» **Activity**: Among the entries below, copy every line that carries the word "pixel".

=== Begin Enclosure ===

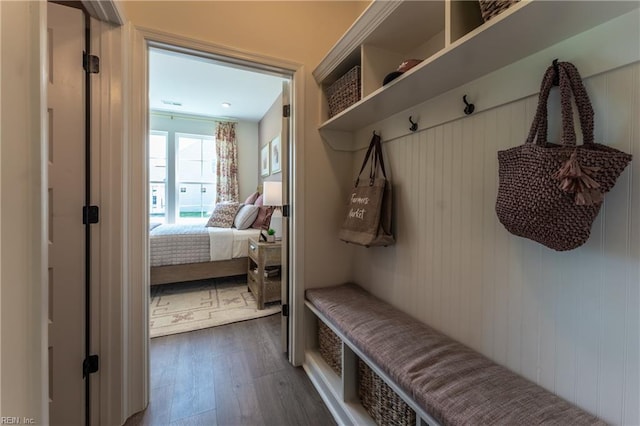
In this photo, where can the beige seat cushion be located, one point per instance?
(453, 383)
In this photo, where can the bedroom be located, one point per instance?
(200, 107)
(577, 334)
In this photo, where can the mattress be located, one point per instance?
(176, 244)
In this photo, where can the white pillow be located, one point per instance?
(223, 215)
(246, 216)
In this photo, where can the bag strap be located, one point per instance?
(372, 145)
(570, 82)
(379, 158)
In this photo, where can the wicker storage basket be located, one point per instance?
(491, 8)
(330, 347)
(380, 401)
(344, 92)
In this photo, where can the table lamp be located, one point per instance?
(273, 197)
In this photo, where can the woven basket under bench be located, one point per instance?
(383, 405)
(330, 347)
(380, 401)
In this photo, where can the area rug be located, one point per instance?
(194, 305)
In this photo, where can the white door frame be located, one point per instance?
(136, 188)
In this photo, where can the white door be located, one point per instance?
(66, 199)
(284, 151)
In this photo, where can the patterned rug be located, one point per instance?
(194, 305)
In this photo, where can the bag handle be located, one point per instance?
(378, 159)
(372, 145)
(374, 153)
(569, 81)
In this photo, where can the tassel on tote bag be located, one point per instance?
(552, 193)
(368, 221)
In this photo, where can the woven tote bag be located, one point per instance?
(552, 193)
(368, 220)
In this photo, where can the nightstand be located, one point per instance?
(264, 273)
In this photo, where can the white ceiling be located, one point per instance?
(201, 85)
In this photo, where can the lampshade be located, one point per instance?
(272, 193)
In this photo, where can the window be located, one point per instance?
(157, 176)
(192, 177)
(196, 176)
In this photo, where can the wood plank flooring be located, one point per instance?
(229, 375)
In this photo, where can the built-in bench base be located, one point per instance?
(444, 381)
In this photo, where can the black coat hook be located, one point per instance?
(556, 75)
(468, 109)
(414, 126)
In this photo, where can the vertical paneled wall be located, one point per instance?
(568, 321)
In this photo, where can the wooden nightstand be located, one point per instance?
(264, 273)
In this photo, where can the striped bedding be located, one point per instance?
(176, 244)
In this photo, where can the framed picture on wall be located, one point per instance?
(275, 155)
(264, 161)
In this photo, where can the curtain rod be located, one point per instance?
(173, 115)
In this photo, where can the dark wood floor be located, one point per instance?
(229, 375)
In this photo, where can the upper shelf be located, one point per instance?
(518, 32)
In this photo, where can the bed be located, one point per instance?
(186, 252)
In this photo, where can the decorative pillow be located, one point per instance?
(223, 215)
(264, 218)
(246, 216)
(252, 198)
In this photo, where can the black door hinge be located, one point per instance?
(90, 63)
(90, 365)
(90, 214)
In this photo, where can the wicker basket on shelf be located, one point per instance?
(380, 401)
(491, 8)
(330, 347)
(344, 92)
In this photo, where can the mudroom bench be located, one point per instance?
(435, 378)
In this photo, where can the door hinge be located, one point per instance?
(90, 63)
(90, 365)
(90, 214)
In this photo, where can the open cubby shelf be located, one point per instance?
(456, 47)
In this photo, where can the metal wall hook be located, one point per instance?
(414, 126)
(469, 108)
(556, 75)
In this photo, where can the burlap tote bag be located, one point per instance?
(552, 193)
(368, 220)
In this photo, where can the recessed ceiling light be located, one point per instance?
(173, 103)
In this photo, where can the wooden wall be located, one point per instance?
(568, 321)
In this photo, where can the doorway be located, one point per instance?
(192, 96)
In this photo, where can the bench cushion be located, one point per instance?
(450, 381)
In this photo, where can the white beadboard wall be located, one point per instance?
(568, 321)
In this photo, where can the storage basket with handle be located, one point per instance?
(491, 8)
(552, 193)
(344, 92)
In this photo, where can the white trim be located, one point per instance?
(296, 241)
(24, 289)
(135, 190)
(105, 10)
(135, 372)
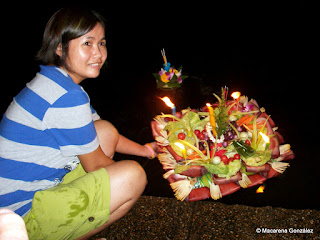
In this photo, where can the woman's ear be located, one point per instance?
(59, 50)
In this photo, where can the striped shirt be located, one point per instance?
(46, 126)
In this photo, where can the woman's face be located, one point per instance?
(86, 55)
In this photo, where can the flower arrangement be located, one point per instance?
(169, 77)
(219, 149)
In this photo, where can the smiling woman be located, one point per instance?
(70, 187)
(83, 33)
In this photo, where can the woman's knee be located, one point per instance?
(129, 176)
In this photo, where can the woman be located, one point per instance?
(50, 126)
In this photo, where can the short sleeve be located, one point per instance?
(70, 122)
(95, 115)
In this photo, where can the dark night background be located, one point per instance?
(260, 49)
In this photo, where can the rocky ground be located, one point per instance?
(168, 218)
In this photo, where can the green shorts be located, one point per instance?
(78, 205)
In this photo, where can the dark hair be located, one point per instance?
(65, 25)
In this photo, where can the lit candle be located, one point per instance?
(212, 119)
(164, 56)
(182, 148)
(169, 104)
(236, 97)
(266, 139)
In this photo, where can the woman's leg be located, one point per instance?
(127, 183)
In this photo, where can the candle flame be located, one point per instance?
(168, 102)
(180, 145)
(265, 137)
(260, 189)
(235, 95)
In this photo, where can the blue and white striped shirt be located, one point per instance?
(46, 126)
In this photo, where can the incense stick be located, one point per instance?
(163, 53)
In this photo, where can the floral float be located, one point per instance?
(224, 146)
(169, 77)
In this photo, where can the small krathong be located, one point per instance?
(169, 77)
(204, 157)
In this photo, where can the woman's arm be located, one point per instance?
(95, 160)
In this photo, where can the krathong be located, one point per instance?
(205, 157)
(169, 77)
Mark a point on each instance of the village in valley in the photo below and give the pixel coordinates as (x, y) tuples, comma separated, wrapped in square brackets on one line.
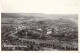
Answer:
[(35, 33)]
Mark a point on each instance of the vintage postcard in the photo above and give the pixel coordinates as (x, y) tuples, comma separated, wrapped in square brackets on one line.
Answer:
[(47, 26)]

=== End Enclosure ===

» **Finished exercise**:
Mark a point on each instance of the village in valley in the photo below and give the pixel coordinates as (x, y) tuples, comma separated, wrapped in square brackets on one line.
Mark a point on each instance of the vintage postcard in the photo above and give the pixel coordinates as (x, y) tuples, comma separated, wrapped in square brackets on one line.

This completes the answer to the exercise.